▸ **Data extract**:
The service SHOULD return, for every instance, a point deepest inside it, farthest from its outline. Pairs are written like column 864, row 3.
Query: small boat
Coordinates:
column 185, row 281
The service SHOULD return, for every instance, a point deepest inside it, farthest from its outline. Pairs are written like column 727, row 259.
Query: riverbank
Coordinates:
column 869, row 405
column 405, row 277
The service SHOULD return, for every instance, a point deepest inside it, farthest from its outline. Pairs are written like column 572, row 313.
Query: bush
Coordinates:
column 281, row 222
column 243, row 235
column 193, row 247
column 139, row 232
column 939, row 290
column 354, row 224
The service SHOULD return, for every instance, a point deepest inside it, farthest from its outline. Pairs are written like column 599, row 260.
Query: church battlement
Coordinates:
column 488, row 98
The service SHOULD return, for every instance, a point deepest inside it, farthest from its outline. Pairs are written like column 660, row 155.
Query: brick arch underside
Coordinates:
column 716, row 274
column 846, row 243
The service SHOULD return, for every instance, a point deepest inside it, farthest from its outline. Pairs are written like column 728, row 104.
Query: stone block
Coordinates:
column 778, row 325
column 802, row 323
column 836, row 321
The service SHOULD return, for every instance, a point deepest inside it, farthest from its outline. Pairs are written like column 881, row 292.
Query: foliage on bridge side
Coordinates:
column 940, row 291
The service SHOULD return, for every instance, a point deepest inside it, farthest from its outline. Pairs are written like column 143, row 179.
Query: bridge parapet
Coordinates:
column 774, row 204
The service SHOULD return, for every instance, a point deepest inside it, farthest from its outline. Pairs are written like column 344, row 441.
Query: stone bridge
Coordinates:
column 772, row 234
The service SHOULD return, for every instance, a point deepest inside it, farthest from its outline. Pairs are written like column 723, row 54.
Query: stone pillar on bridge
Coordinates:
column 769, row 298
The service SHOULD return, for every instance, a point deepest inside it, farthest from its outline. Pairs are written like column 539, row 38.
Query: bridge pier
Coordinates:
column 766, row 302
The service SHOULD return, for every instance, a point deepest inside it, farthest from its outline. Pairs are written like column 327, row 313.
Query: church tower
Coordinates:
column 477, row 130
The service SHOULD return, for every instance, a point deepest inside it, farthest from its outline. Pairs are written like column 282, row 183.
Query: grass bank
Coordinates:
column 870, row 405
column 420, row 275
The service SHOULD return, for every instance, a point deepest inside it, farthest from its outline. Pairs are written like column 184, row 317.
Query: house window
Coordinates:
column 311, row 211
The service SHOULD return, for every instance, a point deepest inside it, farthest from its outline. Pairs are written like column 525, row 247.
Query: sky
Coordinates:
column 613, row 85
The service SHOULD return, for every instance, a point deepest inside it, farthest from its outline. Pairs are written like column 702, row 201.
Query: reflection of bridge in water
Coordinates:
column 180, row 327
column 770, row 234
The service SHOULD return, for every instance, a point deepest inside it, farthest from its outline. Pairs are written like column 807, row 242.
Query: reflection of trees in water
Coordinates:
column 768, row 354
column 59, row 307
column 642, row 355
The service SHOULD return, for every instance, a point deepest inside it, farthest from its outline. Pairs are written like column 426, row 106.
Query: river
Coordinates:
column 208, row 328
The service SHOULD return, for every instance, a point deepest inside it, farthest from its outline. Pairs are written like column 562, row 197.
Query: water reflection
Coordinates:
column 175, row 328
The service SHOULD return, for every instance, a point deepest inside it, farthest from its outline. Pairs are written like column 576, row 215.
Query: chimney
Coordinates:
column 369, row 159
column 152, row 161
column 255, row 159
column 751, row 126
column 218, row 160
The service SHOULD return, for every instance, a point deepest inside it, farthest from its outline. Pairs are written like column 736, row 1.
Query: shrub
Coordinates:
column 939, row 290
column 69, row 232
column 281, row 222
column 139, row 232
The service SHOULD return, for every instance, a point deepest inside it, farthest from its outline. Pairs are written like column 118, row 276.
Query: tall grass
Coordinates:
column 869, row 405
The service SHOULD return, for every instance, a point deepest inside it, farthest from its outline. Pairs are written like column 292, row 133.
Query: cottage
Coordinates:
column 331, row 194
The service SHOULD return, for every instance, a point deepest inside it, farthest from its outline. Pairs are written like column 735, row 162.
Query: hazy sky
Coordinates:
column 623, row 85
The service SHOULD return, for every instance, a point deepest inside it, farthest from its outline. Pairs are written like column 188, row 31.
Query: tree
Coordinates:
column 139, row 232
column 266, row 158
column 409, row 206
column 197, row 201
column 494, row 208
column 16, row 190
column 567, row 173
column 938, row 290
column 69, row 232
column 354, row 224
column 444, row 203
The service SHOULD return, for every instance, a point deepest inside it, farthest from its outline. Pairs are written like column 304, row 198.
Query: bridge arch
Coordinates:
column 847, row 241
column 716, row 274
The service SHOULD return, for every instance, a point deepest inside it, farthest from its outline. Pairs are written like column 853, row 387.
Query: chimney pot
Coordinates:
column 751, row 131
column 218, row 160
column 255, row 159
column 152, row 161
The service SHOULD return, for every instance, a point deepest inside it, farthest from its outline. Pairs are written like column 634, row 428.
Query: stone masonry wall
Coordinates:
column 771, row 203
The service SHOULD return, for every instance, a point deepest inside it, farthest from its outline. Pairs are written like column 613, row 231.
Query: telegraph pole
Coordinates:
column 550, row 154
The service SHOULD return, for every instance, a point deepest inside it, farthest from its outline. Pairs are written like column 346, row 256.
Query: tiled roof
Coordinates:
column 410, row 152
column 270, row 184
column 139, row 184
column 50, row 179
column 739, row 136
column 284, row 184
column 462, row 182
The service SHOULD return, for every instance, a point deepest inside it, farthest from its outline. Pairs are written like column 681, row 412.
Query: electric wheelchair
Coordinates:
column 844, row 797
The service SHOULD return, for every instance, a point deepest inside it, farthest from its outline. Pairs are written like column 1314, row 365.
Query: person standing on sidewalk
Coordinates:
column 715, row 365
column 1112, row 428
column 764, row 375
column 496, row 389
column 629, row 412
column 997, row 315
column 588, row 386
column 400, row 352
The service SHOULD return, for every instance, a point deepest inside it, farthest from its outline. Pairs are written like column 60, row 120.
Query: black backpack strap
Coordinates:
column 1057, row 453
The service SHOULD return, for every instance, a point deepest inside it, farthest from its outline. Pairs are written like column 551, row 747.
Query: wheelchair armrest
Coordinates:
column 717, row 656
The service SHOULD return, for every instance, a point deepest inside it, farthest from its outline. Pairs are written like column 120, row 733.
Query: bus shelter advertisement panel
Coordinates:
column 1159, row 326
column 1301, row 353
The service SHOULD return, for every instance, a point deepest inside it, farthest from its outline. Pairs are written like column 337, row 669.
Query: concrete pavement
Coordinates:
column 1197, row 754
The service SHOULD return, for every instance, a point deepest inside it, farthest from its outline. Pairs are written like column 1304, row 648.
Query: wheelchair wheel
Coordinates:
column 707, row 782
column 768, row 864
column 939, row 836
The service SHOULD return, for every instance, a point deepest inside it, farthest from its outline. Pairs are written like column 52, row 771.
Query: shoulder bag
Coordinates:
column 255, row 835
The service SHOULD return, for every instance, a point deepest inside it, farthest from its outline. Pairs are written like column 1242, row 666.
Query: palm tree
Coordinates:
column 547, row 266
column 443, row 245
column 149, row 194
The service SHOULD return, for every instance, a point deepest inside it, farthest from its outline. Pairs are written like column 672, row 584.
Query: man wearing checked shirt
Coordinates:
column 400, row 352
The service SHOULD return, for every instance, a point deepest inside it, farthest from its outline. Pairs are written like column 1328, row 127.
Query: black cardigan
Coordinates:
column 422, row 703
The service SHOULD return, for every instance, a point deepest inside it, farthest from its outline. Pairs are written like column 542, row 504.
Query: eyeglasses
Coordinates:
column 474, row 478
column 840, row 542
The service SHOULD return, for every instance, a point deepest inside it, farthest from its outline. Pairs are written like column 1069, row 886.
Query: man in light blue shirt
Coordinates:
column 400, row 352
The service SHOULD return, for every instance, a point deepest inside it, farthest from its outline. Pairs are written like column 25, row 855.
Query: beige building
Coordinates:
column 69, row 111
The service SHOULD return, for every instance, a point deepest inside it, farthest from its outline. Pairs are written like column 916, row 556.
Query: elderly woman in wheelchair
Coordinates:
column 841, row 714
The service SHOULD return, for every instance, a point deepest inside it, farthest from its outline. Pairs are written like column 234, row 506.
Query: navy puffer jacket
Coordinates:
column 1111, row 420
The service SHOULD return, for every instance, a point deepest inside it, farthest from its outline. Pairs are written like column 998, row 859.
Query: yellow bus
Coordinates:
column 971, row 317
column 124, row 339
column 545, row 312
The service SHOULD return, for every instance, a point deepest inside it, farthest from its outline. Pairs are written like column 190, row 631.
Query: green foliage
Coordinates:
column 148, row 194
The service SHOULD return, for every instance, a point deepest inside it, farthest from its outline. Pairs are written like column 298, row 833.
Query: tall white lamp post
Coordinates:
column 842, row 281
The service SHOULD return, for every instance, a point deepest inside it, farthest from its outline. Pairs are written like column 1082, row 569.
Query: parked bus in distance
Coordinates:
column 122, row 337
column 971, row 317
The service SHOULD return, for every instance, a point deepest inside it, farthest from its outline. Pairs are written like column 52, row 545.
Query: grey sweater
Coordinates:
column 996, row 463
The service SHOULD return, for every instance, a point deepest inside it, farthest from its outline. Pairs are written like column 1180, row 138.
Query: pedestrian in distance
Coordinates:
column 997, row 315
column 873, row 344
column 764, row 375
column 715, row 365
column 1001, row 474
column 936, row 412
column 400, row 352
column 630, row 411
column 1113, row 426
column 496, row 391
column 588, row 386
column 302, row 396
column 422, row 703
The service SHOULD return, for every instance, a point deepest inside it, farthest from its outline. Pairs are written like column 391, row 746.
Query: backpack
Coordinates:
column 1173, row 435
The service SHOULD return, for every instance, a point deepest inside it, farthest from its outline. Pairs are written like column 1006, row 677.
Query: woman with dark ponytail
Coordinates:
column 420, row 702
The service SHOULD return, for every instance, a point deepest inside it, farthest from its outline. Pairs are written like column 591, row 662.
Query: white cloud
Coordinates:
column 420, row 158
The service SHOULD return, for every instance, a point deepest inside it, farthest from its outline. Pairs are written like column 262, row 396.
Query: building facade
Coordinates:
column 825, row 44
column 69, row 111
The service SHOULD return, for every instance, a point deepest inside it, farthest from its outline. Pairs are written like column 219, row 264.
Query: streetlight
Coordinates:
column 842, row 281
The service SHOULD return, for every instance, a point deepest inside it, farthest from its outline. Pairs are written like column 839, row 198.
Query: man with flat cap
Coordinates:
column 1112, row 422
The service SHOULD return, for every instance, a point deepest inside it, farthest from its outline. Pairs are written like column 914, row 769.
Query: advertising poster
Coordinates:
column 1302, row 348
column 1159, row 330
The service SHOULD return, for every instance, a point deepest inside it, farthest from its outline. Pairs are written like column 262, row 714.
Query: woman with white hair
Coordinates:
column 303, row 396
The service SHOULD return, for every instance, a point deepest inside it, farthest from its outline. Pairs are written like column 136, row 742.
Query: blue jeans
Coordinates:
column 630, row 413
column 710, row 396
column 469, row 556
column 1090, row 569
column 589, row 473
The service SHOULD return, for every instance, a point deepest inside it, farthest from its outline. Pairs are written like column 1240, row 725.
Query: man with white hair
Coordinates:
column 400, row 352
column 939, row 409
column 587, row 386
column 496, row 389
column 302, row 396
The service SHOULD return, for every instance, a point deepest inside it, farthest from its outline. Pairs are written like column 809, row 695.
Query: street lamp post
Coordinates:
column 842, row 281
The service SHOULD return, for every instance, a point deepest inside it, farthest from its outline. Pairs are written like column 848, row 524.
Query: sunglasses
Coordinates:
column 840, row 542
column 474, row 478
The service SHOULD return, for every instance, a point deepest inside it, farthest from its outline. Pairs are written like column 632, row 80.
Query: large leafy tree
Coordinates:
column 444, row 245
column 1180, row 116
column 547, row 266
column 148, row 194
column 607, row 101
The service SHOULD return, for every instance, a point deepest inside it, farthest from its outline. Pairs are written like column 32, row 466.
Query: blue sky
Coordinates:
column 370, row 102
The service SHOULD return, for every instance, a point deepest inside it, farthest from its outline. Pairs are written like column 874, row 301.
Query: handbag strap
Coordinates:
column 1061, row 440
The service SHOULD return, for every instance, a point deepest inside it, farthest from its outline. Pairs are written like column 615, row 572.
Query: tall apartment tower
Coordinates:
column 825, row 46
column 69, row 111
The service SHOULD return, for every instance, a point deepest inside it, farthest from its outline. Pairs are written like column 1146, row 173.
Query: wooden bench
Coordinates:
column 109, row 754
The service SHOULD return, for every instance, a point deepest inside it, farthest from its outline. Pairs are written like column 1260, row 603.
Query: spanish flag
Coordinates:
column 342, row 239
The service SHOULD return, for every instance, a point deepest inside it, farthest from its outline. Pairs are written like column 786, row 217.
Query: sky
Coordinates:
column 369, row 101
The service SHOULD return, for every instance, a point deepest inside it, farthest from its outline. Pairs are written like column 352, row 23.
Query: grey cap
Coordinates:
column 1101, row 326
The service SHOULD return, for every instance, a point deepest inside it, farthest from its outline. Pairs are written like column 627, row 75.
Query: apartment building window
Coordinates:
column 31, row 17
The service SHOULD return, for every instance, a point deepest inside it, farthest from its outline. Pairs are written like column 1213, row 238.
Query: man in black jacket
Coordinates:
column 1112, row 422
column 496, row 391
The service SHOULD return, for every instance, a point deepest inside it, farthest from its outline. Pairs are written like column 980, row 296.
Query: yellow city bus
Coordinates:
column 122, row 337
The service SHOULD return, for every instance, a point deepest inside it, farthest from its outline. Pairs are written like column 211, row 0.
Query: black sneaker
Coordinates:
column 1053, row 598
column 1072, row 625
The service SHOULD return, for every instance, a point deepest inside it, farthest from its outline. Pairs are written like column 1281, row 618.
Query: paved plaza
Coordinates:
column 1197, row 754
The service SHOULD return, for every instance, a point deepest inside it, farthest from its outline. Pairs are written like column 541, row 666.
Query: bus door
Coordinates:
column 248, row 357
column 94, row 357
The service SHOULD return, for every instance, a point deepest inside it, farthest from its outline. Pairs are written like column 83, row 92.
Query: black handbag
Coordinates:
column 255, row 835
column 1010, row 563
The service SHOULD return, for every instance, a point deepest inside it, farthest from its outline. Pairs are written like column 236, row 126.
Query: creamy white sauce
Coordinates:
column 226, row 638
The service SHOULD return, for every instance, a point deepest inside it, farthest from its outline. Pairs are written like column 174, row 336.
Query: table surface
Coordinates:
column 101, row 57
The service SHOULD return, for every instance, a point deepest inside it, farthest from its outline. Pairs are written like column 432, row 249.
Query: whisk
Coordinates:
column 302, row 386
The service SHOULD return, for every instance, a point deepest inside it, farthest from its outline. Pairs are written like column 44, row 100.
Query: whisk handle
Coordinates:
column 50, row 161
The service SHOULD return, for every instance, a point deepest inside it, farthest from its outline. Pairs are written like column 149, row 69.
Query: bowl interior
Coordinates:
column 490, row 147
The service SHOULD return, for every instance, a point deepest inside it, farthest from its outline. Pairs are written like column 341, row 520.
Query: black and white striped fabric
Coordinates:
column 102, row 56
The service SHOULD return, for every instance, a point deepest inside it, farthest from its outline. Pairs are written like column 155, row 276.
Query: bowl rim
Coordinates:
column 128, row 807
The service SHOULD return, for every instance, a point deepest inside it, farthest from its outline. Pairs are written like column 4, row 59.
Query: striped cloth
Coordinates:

▸ **Exercise aim**: Reproduce word for word the part of the material that opens with its very first line and closes with the line containing "column 772, row 234", including both of those lines.

▸ **Output of the exercise**:
The service SHOULD return, for every instance, a point deepest inside it, farthest from its outline. Pairs are written like column 864, row 3.
Query: small boat
Coordinates:
column 185, row 281
The service SHOULD return, for every instance, a point deepest inside it, farthest from its outline. Pairs are written like column 727, row 259.
Query: riverbank
Coordinates:
column 869, row 405
column 405, row 277
The service SHOULD return, for every instance, a point deepest inside it, farthest from its outline. Pairs are written like column 572, row 313.
Query: bush
Coordinates:
column 281, row 222
column 243, row 235
column 193, row 247
column 139, row 232
column 939, row 290
column 354, row 224
The service SHOULD return, for every instance, a point deepest inside it, farthest from its outline. Pairs are written like column 599, row 260.
Query: church battlement
Coordinates:
column 488, row 98
The service SHOULD return, for every instance, a point deepest inside it, farthest from its outline. Pairs are written like column 660, row 155.
Query: brick arch underside
Coordinates:
column 716, row 274
column 846, row 243
The service SHOULD return, for every instance, a point deepest inside it, farthest from its outline. Pairs are written like column 728, row 104.
Query: stone block
Coordinates:
column 778, row 325
column 802, row 323
column 836, row 321
The service SHOULD return, for every instance, a point deepest inside it, farthest from its outline. Pairs are written like column 881, row 292.
Query: foliage on bridge side
Coordinates:
column 940, row 291
The service SHOULD return, for every instance, a point deepest inside it, farthest from its outline. Pairs are written like column 143, row 179.
Query: bridge parapet
Coordinates:
column 774, row 204
The service SHOULD return, for every instance, a point deepest inside it, farthest from its outline. Pairs are written like column 344, row 441.
Query: stone bridge
Coordinates:
column 772, row 234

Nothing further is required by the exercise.